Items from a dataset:
************
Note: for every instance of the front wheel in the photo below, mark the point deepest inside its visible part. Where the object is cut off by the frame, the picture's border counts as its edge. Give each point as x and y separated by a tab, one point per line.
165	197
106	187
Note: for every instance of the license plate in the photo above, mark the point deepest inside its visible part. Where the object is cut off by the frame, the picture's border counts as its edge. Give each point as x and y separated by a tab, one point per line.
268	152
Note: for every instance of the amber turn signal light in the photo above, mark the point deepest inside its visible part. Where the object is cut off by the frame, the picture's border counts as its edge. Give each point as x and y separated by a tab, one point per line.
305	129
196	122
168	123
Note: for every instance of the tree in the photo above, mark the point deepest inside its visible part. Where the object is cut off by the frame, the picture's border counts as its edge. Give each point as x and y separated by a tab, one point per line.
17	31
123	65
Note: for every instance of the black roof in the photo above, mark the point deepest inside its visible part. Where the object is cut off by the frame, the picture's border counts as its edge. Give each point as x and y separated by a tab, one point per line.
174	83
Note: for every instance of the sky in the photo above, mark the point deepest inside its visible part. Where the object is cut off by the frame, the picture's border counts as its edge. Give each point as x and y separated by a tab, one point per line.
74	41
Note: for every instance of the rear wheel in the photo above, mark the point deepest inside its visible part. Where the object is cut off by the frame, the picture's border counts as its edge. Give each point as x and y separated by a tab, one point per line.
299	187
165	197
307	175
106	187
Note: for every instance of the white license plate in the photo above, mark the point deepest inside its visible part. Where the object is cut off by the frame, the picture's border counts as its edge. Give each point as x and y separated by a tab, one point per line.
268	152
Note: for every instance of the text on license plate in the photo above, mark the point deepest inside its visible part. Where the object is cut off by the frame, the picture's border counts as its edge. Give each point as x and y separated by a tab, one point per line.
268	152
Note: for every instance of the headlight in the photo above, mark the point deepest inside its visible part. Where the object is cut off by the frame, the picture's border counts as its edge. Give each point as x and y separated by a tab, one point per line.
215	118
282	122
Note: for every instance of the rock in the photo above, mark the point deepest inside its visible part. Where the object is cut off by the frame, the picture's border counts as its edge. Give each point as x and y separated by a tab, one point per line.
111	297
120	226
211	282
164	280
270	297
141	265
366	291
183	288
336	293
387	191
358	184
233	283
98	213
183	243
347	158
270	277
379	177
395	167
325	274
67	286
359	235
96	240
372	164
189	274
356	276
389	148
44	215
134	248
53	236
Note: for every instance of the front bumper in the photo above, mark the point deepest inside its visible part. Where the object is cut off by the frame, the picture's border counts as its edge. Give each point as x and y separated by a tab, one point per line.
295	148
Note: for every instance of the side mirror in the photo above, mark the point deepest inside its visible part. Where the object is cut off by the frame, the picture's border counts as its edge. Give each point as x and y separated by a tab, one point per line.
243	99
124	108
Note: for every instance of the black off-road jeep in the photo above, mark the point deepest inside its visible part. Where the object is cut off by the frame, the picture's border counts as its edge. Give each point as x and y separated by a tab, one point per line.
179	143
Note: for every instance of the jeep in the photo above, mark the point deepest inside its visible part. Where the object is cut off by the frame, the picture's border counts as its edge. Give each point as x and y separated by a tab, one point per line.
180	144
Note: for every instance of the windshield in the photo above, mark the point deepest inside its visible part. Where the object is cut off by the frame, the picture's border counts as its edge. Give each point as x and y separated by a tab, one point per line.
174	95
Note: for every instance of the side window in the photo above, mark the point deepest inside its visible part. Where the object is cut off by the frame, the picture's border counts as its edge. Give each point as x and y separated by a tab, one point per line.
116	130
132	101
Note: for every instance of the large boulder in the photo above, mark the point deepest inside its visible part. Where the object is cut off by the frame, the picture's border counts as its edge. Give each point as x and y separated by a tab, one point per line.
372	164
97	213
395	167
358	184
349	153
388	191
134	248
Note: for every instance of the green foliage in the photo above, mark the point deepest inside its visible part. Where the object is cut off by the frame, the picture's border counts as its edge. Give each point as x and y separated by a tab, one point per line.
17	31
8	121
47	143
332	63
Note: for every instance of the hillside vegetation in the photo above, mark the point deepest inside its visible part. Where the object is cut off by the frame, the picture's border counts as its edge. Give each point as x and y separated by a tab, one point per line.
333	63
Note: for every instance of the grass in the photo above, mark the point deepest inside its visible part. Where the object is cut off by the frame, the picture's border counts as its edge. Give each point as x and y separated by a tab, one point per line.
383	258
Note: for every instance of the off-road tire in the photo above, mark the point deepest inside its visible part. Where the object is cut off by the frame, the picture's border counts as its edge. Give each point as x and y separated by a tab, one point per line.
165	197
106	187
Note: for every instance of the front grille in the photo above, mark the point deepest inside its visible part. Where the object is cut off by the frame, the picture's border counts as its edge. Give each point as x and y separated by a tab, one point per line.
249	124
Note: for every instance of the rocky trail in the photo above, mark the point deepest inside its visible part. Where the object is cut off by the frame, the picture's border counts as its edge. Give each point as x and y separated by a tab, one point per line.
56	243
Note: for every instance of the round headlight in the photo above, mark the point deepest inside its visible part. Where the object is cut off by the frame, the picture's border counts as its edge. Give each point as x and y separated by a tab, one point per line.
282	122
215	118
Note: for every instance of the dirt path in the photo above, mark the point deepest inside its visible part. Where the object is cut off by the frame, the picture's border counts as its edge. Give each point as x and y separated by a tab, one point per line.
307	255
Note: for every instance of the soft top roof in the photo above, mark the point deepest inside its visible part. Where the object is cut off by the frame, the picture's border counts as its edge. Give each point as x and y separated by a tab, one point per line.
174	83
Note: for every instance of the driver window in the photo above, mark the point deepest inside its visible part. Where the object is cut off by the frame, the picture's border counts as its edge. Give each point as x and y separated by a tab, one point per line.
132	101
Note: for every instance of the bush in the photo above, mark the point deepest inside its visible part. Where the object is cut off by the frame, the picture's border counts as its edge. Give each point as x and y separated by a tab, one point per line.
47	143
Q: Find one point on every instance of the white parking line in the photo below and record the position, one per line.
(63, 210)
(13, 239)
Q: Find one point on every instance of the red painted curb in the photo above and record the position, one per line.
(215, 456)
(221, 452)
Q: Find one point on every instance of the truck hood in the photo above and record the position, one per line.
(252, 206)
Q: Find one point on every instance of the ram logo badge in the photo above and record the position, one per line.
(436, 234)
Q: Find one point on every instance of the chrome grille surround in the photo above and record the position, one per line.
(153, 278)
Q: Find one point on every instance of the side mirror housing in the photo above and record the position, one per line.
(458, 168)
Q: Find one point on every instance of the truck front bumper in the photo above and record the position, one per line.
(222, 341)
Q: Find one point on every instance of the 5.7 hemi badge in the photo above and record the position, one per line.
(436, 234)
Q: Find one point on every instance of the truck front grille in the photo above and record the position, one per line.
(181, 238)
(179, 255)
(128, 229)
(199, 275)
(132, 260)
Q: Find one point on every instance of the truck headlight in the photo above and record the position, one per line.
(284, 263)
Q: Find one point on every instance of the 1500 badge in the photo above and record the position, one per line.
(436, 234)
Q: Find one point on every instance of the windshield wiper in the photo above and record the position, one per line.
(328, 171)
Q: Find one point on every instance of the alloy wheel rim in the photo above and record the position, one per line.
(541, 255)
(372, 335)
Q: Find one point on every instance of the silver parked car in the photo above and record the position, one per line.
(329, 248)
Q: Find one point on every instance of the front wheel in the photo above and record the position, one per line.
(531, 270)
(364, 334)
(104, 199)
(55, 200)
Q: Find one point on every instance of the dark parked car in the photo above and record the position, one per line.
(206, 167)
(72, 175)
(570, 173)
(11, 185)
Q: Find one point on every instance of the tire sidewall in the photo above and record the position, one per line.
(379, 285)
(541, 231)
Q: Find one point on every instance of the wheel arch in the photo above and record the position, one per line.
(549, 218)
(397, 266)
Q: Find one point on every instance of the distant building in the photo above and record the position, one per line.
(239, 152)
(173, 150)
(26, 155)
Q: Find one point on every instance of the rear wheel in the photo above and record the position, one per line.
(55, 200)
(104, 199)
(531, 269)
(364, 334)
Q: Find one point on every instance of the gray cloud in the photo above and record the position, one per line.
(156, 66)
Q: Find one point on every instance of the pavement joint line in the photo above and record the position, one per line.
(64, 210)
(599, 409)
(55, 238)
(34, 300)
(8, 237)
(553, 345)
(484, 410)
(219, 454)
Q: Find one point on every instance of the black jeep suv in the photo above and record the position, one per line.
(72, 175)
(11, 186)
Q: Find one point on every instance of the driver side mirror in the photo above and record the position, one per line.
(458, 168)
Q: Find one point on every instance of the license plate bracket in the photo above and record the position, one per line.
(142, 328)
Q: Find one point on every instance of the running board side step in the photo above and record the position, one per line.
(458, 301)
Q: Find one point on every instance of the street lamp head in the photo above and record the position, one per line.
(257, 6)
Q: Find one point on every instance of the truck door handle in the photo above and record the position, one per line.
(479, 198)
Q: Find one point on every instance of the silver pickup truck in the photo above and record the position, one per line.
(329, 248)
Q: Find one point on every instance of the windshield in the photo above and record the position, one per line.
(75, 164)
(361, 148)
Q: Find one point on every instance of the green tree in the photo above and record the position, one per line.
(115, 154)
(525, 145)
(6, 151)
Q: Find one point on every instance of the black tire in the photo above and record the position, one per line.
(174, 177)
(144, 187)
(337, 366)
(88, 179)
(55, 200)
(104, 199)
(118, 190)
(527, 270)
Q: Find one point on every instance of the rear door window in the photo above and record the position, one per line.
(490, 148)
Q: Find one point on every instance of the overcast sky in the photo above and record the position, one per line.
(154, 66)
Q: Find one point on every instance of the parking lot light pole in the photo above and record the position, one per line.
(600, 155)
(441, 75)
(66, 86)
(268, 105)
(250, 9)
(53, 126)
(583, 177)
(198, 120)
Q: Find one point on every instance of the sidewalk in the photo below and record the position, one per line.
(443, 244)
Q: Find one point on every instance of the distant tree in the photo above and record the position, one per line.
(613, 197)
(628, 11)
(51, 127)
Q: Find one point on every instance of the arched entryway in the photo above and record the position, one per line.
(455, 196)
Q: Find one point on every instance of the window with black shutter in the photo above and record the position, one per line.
************
> _Work required_
Only exact copies of the lines from the one containing "Q: Find one point on every instance of the distant tree" to the end of the records belong in the answer.

> _Answer box_
Q: Find one point on every instance of the distant tree in the photo above and record the position, one per line.
(613, 197)
(628, 11)
(51, 127)
Q: Find one point on every instance of the arched entryway in the photo above and record the position, one per line.
(455, 196)
Q: Find one point on every instance of the window with black shutter in the photo above and record the position, one per line.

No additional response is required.